| TRECHO PARA LEITURA |
• • • •
Em 2012 Jaguar escreveu uma crônica no jornal O Dia, lembrando de MADAME SATÃ.
Jaguar: 36 anos sem madame Satã
Rio - Quando você para de estalo de beber, começa a procurar coisas
para preencher os dias que de repente ficam in-ter-mi-ná-veis. Por
exemplo, desencavar envelopes bolorentos estufados de antigos recortes.
Num deles encontrei, num Pasquim de 1986 (!), uma crônica que escrevi:
“10 anos sem Madame Satã”. Foi meu vizinho da porta ao lado: morávamos
num ‘balança, mas não cai’ na Rua
Taylor, com mais de 200 minúsculos (in)cômodos: quartinhos onde só
cabiam cama, cabideiro, pia, fogareiro, privada e chuveiro.
Tinha muito cigano; se esfaqueavam e tentavam arrombar minha porta. Eu
botava uns quatro cadeados. Quando voltava, pelos menos dois tinham sido
arrombados. Satã, então, foi meu melhor amigo; todas as noites era o
mesmo programa: bordejo pelos botecos e cabarés da Lapa ou perto.
Gostava de um que ficava num segundo andar, perto da Mesbla. Grande
bailarino, dançava sozinho, o pessoal abria a roda só para ele. Uma
entidade negra girando no salão, Maurice Bejart ficaria de queixo caído.
A noitada (que os bobões hoje chamam de balada) geralmente terminava no
Capela, onde ele tinha dado a célebre pancada que matou o sambista
Geraldo Pereira.
• • • •
| TRECHOS DAS LINHAS |
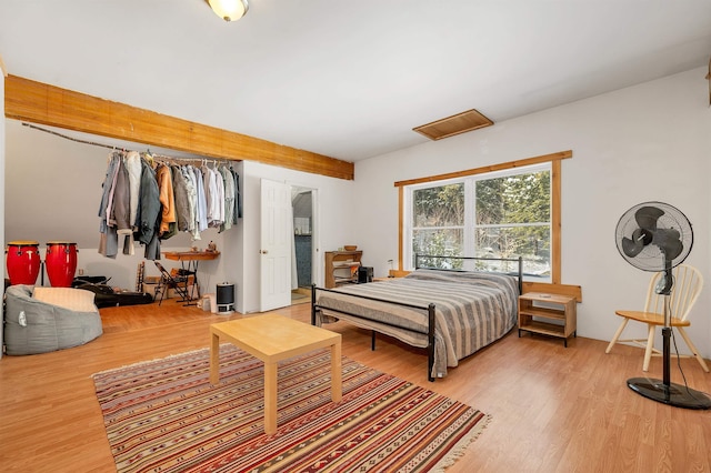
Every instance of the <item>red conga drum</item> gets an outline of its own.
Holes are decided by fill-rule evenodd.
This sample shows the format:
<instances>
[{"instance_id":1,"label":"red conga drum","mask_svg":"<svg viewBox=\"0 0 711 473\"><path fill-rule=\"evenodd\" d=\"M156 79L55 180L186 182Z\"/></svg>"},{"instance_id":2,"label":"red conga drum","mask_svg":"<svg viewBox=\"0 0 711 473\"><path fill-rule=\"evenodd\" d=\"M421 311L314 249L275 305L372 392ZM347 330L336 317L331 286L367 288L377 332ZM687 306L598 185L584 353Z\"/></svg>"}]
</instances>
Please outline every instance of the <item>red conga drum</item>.
<instances>
[{"instance_id":1,"label":"red conga drum","mask_svg":"<svg viewBox=\"0 0 711 473\"><path fill-rule=\"evenodd\" d=\"M11 241L6 249L10 284L34 285L40 273L40 250L37 241Z\"/></svg>"},{"instance_id":2,"label":"red conga drum","mask_svg":"<svg viewBox=\"0 0 711 473\"><path fill-rule=\"evenodd\" d=\"M48 242L44 264L52 288L70 288L77 271L77 243Z\"/></svg>"}]
</instances>

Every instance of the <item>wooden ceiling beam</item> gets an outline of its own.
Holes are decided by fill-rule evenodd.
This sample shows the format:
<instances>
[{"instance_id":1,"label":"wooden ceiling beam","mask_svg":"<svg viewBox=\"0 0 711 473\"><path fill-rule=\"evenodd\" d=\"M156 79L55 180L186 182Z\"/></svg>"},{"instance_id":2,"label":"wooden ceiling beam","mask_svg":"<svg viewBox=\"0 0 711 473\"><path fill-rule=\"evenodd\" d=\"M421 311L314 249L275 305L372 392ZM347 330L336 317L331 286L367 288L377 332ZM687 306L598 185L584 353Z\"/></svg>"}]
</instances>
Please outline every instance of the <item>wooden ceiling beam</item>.
<instances>
[{"instance_id":1,"label":"wooden ceiling beam","mask_svg":"<svg viewBox=\"0 0 711 473\"><path fill-rule=\"evenodd\" d=\"M119 140L354 179L352 162L61 89L17 76L4 78L9 119Z\"/></svg>"}]
</instances>

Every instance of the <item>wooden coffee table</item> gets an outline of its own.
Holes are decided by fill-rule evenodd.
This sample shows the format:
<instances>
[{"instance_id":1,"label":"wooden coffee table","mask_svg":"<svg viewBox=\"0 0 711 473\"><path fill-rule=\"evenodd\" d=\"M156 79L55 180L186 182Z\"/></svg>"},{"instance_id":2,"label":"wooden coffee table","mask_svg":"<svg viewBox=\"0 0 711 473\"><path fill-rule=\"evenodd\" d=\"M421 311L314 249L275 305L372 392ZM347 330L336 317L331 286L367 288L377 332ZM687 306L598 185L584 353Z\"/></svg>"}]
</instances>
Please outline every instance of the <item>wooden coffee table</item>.
<instances>
[{"instance_id":1,"label":"wooden coffee table","mask_svg":"<svg viewBox=\"0 0 711 473\"><path fill-rule=\"evenodd\" d=\"M220 382L220 342L230 342L264 362L264 432L277 432L278 363L312 350L331 348L331 400L342 396L341 334L277 314L210 325L210 382Z\"/></svg>"}]
</instances>

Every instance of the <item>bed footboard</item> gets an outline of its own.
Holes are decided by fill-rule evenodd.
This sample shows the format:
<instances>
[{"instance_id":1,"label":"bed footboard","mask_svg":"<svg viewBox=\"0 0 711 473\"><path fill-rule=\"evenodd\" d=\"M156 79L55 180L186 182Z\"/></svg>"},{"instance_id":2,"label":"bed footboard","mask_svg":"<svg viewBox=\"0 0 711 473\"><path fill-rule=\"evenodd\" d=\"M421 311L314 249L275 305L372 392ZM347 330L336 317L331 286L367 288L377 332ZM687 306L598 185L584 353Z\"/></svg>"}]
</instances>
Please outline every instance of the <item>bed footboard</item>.
<instances>
[{"instance_id":1,"label":"bed footboard","mask_svg":"<svg viewBox=\"0 0 711 473\"><path fill-rule=\"evenodd\" d=\"M354 319L361 319L364 321L372 321L372 322L378 322L384 325L389 325L392 328L395 328L398 330L407 330L409 332L413 332L413 333L421 333L423 335L427 335L427 358L428 358L428 370L427 370L427 379L428 381L434 381L434 376L432 375L432 369L434 368L434 332L435 332L435 306L433 303L429 304L428 306L422 306L422 305L414 305L414 304L405 304L405 303L400 303L400 302L393 302L393 301L388 301L384 299L378 299L378 298L369 298L367 295L354 295L354 294L348 294L350 298L354 298L354 299L368 299L371 301L379 301L379 302L387 302L389 304L395 304L395 305L400 305L403 308L409 308L409 309L419 309L419 310L425 310L427 311L427 318L428 318L428 323L427 323L427 332L421 332L411 328L407 328L407 326L401 326L398 324L393 324L393 323L389 323L389 322L384 322L384 321L380 321L380 320L374 320L374 319L370 319L368 316L361 315L361 314L356 314L352 312L344 312L344 311L339 311L339 310L334 310L332 308L328 308L328 306L321 306L318 303L318 299L317 299L317 293L319 291L322 292L336 292L338 293L338 291L331 291L329 289L323 289L323 288L317 288L316 284L311 285L311 324L316 325L317 324L317 314L318 312L321 311L321 309L326 309L328 310L330 313L333 314L344 314L344 315L349 315L351 318ZM372 339L372 350L375 349L375 341L374 341L374 333L377 332L375 330L371 329L373 332L373 339Z\"/></svg>"}]
</instances>

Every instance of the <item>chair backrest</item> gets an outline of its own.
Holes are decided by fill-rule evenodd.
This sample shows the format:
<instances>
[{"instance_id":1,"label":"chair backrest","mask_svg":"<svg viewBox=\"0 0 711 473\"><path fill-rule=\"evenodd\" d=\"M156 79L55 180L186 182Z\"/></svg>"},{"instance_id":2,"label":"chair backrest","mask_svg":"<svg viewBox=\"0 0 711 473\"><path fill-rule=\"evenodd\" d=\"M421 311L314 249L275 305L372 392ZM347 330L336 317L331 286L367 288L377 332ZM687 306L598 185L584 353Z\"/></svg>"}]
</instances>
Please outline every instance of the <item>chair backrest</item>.
<instances>
[{"instance_id":1,"label":"chair backrest","mask_svg":"<svg viewBox=\"0 0 711 473\"><path fill-rule=\"evenodd\" d=\"M650 280L644 312L664 313L664 296L654 291L657 282L663 274L663 272L655 273ZM703 275L698 269L689 264L679 264L672 270L672 274L674 276L674 285L671 289L669 301L671 316L687 320L691 308L693 308L699 294L701 294Z\"/></svg>"}]
</instances>

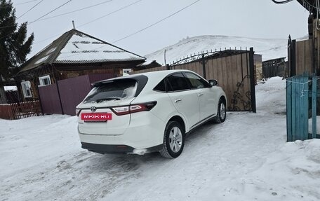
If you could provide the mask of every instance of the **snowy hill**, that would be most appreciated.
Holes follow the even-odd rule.
[[[164,50],[166,63],[179,60],[194,53],[232,48],[245,50],[253,47],[255,53],[262,55],[262,61],[287,57],[288,39],[251,39],[225,36],[199,36],[183,39],[178,43],[145,55],[148,60],[156,60],[164,64]]]

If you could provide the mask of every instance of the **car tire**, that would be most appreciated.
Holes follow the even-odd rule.
[[[185,146],[185,129],[176,121],[169,121],[166,126],[161,155],[165,158],[177,158]]]
[[[215,119],[215,122],[218,123],[221,123],[225,120],[227,117],[227,112],[225,110],[225,103],[220,99],[218,104],[218,112],[217,116]]]

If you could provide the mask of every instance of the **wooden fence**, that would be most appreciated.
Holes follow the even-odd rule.
[[[309,79],[307,73],[286,80],[288,141],[320,138],[316,132],[317,80],[315,76]]]
[[[13,120],[41,115],[42,113],[39,101],[0,104],[1,118]]]

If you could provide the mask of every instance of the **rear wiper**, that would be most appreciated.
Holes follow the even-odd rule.
[[[117,98],[117,97],[109,97],[109,98],[103,98],[103,99],[97,99],[96,102],[102,102],[102,101],[120,100],[120,99],[121,99],[120,98]]]

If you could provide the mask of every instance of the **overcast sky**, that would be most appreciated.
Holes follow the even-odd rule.
[[[271,0],[69,1],[12,1],[17,18],[41,1],[18,20],[18,23],[29,22],[28,32],[35,35],[32,52],[28,57],[72,29],[72,20],[78,30],[112,43],[196,1],[154,26],[114,44],[143,56],[195,36],[287,39],[291,34],[296,39],[307,34],[309,12],[296,1],[284,5],[275,4]],[[66,2],[68,3],[65,6],[31,23]],[[45,19],[98,4],[101,4]],[[132,5],[128,6],[130,4]],[[101,18],[95,20],[99,18]]]

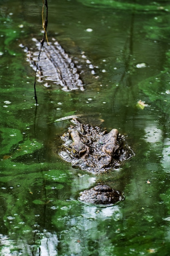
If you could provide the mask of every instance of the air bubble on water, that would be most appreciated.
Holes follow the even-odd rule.
[[[146,63],[144,63],[144,62],[138,63],[136,65],[136,67],[137,68],[144,68],[144,67],[146,67],[147,66],[147,64]]]
[[[4,102],[6,104],[11,104],[11,101],[5,101]]]
[[[87,32],[92,32],[93,31],[92,29],[88,28],[86,29]]]

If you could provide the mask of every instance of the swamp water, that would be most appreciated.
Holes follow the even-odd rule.
[[[99,77],[84,92],[37,82],[36,110],[34,73],[18,45],[42,38],[42,3],[0,0],[0,255],[168,256],[169,2],[48,5],[49,38],[73,56],[84,51]],[[127,134],[135,156],[101,175],[73,168],[53,153],[70,125],[57,120],[73,115]],[[125,200],[103,208],[77,200],[101,182]]]

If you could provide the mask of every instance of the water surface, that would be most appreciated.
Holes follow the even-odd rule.
[[[99,78],[87,72],[84,92],[37,82],[36,109],[18,45],[42,38],[42,3],[0,1],[2,256],[169,255],[170,7],[140,2],[48,1],[49,38],[73,56],[84,52]],[[71,124],[56,120],[71,115],[127,135],[135,156],[101,175],[73,168],[54,153]],[[77,200],[101,181],[125,200]]]

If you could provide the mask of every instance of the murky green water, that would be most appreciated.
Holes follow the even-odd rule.
[[[84,51],[99,78],[84,92],[37,83],[36,112],[34,72],[18,45],[42,38],[42,3],[0,0],[0,255],[168,256],[169,2],[48,4],[49,38]],[[56,120],[73,114],[127,134],[135,156],[100,175],[72,168],[53,151],[70,124]],[[125,200],[103,208],[77,200],[99,181]]]

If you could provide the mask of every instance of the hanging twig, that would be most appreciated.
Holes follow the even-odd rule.
[[[44,43],[44,41],[45,37],[46,38],[46,40],[47,40],[48,44],[49,45],[49,42],[47,38],[47,35],[46,34],[46,28],[48,25],[48,3],[47,3],[47,0],[45,0],[45,3],[44,0],[42,0],[42,27],[44,31],[44,33],[43,36],[42,38],[42,40],[41,40],[41,47],[40,49],[39,54],[38,56],[38,59],[37,60],[37,65],[35,70],[35,81],[34,81],[34,94],[35,94],[35,100],[36,105],[37,106],[38,103],[38,99],[37,99],[37,94],[36,92],[36,75],[37,74],[37,70],[38,69],[38,62],[40,61],[40,57],[41,54],[41,51],[42,49],[42,48],[43,47]],[[44,6],[45,5],[46,7],[46,18],[45,19],[44,18]]]

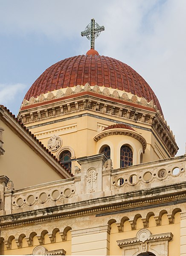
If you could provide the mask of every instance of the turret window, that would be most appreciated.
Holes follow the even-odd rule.
[[[108,158],[110,158],[110,149],[109,146],[105,147],[101,150],[100,153],[105,153]]]
[[[120,149],[120,168],[132,165],[133,161],[133,153],[131,148],[123,145]]]
[[[71,171],[71,153],[68,150],[63,151],[59,156],[61,163],[70,172]]]

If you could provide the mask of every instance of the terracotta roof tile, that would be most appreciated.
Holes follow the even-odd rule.
[[[60,78],[60,79],[59,79]],[[114,59],[100,55],[79,55],[61,60],[47,68],[34,82],[25,98],[61,88],[97,85],[131,92],[148,102],[153,100],[162,113],[154,93],[143,78],[131,67]]]
[[[34,134],[32,133],[31,132],[30,132],[30,131],[29,131],[29,129],[27,128],[22,123],[21,123],[20,120],[19,120],[18,119],[17,119],[17,118],[15,117],[15,115],[13,115],[12,112],[10,112],[10,110],[9,109],[7,109],[7,108],[6,107],[3,106],[3,105],[0,105],[0,107],[5,109],[5,110],[6,111],[8,114],[9,114],[19,124],[19,125],[20,127],[21,127],[23,129],[24,129],[24,130],[25,130],[25,131],[26,131],[26,132],[28,133],[28,134],[34,139],[35,141],[37,142],[37,143],[39,145],[40,147],[43,148],[44,150],[45,150],[48,154],[49,154],[52,157],[52,158],[53,158],[54,160],[55,160],[56,162],[58,162],[58,164],[61,166],[62,166],[63,168],[64,168],[64,169],[69,174],[70,174],[71,176],[73,177],[73,174],[71,174],[71,172],[67,169],[65,166],[64,166],[61,163],[60,161],[55,156],[54,156],[54,155],[52,153],[51,153],[51,152],[49,151],[49,150],[46,147],[44,147],[44,145],[42,144],[41,142],[39,141],[39,140],[37,139],[37,138],[34,135]]]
• • • •
| PEDIDO POR ESCRITO 1 |
Reescreva em forma de lista o parágrafo da crônica sobre Madame Satã que começa com "Rio - Quando você para de estalo de beber", mantendo seus fatos principais.
| PEDIDO POR ESCRITO 2 |
Retome a crônica sobre Madame Satã logo após a última frase do trecho para leitura e continue a narrativa.

| RESPOSTA POR ESCRITO 1 |
- Quem para de beber de repente começa a procurar coisas para preencher dias que ficam intermináveis, como desencavar envelopes bolorentos cheios de recortes antigos.
- Num desses envelopes, Jaguar encontrou, num Pasquim de 1986, uma crônica de sua autoria: "10 anos sem Madame Satã".
- Madame Satã foi vizinho de porta de Jaguar num prédio precário ("balança, mas não cai") na Rua Taylor.
- O prédio tinha mais de 200 quartinhos minúsculos, onde só cabiam cama, cabideiro, pia, fogareiro, privada e chuveiro.

| RESPOSTA POR ESCRITO 2 |
Às vezes eu, de porre, não me tocava e lhe
passava o menu. Levava sempre a mesma bronca, naquela voz de taquara
rachada (que Lázaro Ramos esqueceu quando fez o filme sobre Satã, apesar
de me consultar antes): “Jaguar, você sabe que sou analfabeto”. Depois,
o garçom tinha que ouvir as exigências do mestre de forno e fogão, o
bife voltava à cozinha até ser aprovado, o arroz tinha que ter molho de
tomate “porque arroz branco é comida de doente”. Foi no Capela que
assisti a um papo de Satã com um famoso criminalista. O assunto foi
direito carcerário, e Satã deu show de conhecimento.
Pudera, meu
amigo tinha passado 25 anos em cana, principalmente na Ilha Grande, onde
virou atração turística. Não tinha saco para ficar relembrando as
façanhas legendárias, as fugas, os entreveros com a Polícia Especial, a
briga histórica com Mário Vianna (que foi da PE); quebraram, em duas
horas de pancadaria, um cabaré da Mem de Sá. Amarrava a navalha aberta
num barbante e girava como uma espada de samurai, enfrentava uma
guarnição da Rádio Patrulha. Merecia um monumento na Lapa. Mas só foi
homenageado em São Paulo, onde nunca esteve: o bar Madame Satã (os novos
donos tiraram seu nome, ficou só Madame) onde, por ironia do destino,
só toca rock paulista.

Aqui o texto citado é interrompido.